──────── Page extract

Thinking back, I probably would have preferred to learn French, which could have been useful over the years when boarding a ferry from Portsmouth to Cherbourg for a day out in France.

Although, like most Brits, in the past I ignorantly just expected every French person I’d meet to speak back to me in English.

Of course I’d still make a small effort by adding in the odd bit of French into the sentence like ‘bonjour, do you speak English?’

If that failed I’d still talk in English but this time speak slower, louder and with a French accent while trying to use sign language to demonstrate what I wanted.

If I took a trip to France tomorrow I would still have to expect the locals to understand me because at school I was put into the group that learned German.

Thing is, I got really good at it and by the time I left school aged 16 I could hold a basic conversation in the language.

Sadly in the years that have passed all those words my brilliant German teacher taught me are forgotten and now the best I can do is count to 10 and say ‘my name is Warren’.

But I’m pleased to inform you that I have learned a second language in which I am now fluent.

This time though it is not German or even French. I am now an expert in toddler language.

My one-year-old daughter Alyssa is going through a language explosion at the moment.

She’s been saying ‘momma’ and ‘dada’ for ages, but now we’re getting a ‘thank you’ and ‘here you go’.

She even calls her sister by her name and each day brings another new word.

Of course sometimes her pronunciation requires a bit of working out. For example ‘ow’ doesn’t mean she’s hurt herself, it means ‘cow’.

It’s not just spoken language that requires understanding, but also working out what her self-designed sign language gestures mean.

Some are easy, like when she drags her high chair to the centre of the room, which means she wants to

be placed in it and for food to be put on it.

Or when she points at the TV which, translated, means: ‘I’d really like it if you turned on the big rectangle thing and put on the channel that shows Peppa Pig.’

It really is lovely trying to understand what she wants through her words and actions.

Well apart from when she threw her plate complete with baked beans at me, which translated means ‘finished’.

────────────────

■ **Challenges**:
1) Can you repeat, word for word, the stretch of the piece on toddler language from "Although, like most" through "what I wanted."?
2) How would you sum up the piece on toddler language in two sentences?
3) In the piece on toddler language, why would a trip to France tomorrow still leave the writer expecting the locals to understand?
The data after the piece on toddler language isn't needed for anything here.

──────── Data lines

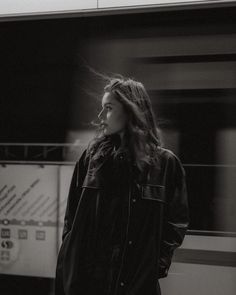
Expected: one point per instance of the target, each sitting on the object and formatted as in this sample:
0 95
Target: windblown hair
141 133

────────────────

■ **Expected answers**:
1)
Although, like most Brits, in the past I ignorantly just expected every French person I’d meet to speak back to me in English.

Of course I’d still make a small effort by adding in the odd bit of French into the sentence like ‘bonjour, do you speak English?’

If that failed I’d still talk in English but this time speak slower, louder and with a French accent while trying to use sign language to demonstrate what I wanted.

2) The writer was put in the German group at school and could hold a basic conversation by age 16, but has since forgotten nearly all of it except counting to 10 and saying "my name is Warren." The writer now claims fluency in toddler language instead, working out the new words and self-designed gestures of one-year-old daughter Alyssa, which is lovely apart from when she threw her plate of baked beans.

3) At school, the writer was put into the group that learned German, not French.